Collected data
>>>

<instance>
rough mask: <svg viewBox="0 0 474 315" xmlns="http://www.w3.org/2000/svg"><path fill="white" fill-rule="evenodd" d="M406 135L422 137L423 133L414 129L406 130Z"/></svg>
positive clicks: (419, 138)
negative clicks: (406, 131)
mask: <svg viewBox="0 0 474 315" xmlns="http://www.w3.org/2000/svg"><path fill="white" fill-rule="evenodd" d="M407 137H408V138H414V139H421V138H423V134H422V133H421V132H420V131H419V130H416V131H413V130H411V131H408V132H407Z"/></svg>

<<<

Exercise brief —
Put every line of the collected data into a Markdown table with the columns "Row" and "Line", numbering the rows in order and leaving out blank lines.

Your response —
| Row | Line |
|---|---|
| 1 | <instance> |
| 2 | rough mask: <svg viewBox="0 0 474 315" xmlns="http://www.w3.org/2000/svg"><path fill="white" fill-rule="evenodd" d="M406 135L422 137L423 133L414 129L406 130Z"/></svg> |
| 3 | positive clicks: (419, 138) |
| 4 | negative clicks: (406, 131) |
| 5 | mask: <svg viewBox="0 0 474 315" xmlns="http://www.w3.org/2000/svg"><path fill="white" fill-rule="evenodd" d="M407 137H408V138H414V139H421V138H423V134H422V133H421V132H420V131H419V130H416V131H413V130H411V131H408V132H407Z"/></svg> |